**What the task asks**.
All entries are to be transcribed exactly. Pictures are not part of the copy.

Records drawn from a dataset
####
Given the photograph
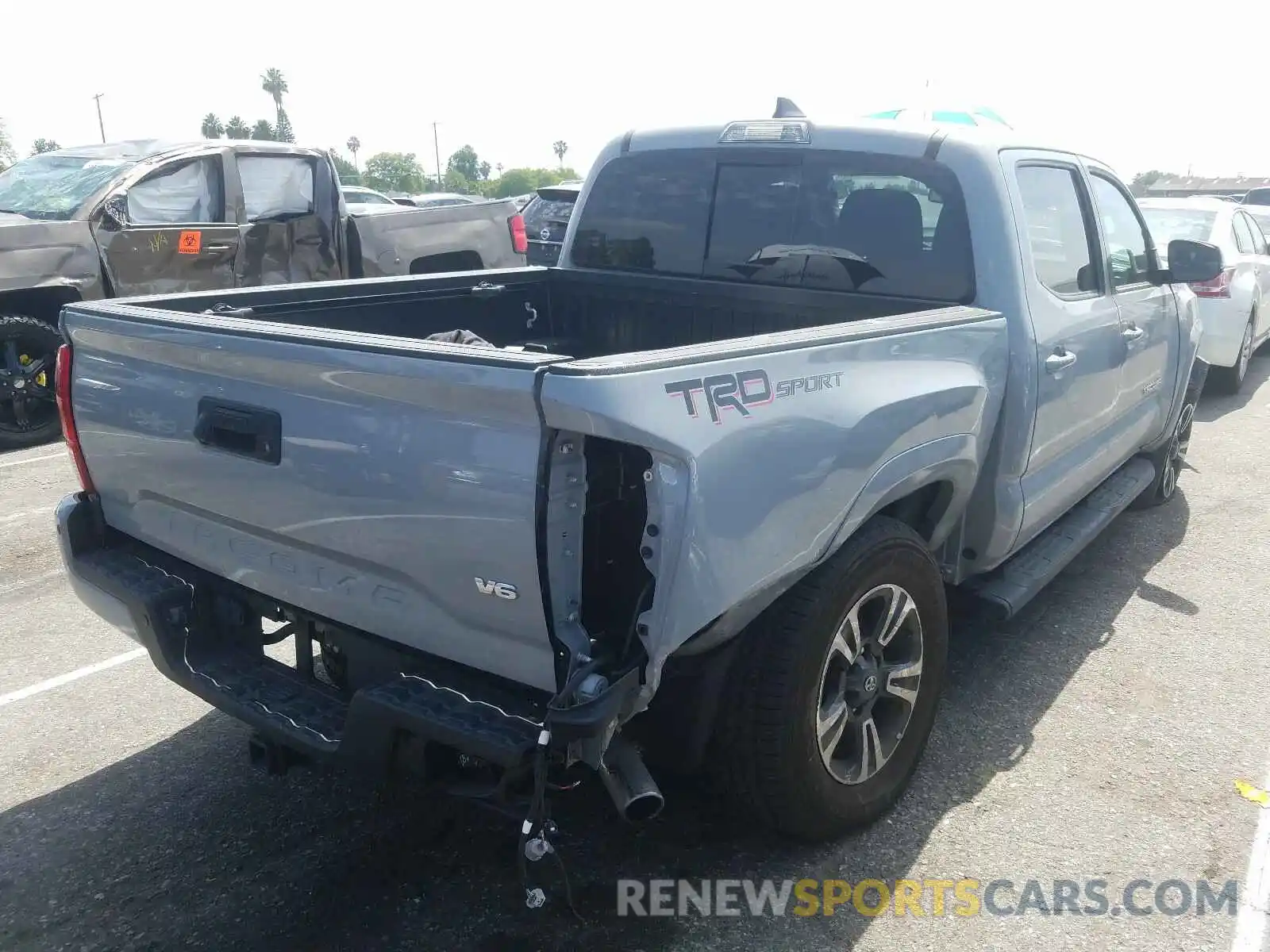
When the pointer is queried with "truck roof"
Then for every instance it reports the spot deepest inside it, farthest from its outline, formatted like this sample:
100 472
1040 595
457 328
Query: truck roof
869 135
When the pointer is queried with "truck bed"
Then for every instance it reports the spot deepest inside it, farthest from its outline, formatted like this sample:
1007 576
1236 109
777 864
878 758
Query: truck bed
618 471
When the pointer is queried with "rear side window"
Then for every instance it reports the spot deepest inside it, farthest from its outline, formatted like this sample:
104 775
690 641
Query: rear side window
550 215
1058 232
1128 259
187 194
841 221
1244 235
1259 236
276 186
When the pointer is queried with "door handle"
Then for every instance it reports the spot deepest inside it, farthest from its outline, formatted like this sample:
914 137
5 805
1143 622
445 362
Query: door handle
252 432
1060 359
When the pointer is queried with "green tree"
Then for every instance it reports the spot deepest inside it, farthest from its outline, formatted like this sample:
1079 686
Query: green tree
213 127
465 163
518 182
348 175
8 154
1146 179
394 171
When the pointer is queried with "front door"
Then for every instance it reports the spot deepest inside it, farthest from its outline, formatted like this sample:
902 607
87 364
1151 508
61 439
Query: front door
1079 343
1149 317
178 236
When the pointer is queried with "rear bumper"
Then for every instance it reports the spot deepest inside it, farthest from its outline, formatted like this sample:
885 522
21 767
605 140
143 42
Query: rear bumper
####
**Answer for this exercise**.
Given the photograph
When the pointer is queried with "truck roof"
Then for every instance it reports the spot deepest inside it, farthest from its outline, formatted like this sample:
100 472
1040 595
457 328
Query: truck roof
869 135
When the pointer is queried with "truck bed"
Then for every instance it reports the spot deepest inside it, farthest from its outline, formatted like this sample:
1007 576
1236 109
777 864
878 758
Query: truck bed
618 471
When the pointer is queried with "rear side window"
Then for every instance it reports the spot deepest inside it, farthest from its outline, formatted like this sample:
104 775
690 641
Query: rear side window
550 215
1058 232
1128 259
187 194
841 221
1244 235
1259 236
276 186
When the pointer is queried with "door handle"
Then for every instance it reports the spot deepest inside it, farthest from its outline, formatted like this sample:
914 137
5 805
1143 622
445 362
Query: door handle
252 432
1060 359
When the pointer is queried with "green tree"
Then for every instance it reports the spot deepest inside it, farthest from its outline, formatted like this sample:
1079 686
Query: green tree
213 127
465 163
518 182
348 175
8 154
1146 179
394 171
When the pointer is queried with "front door"
Then for every instance it reports the spot deepest inside it, farthest from its outline, formatted like this sample:
902 607
87 364
1151 508
61 439
Query: front door
1079 343
1149 317
178 236
When the pointer is queried with "rear bumper"
Then for every instance it reports the spot deepest inside it, farthest from its outline, formatted like this sample:
885 522
21 767
605 140
143 42
Query: rear bumper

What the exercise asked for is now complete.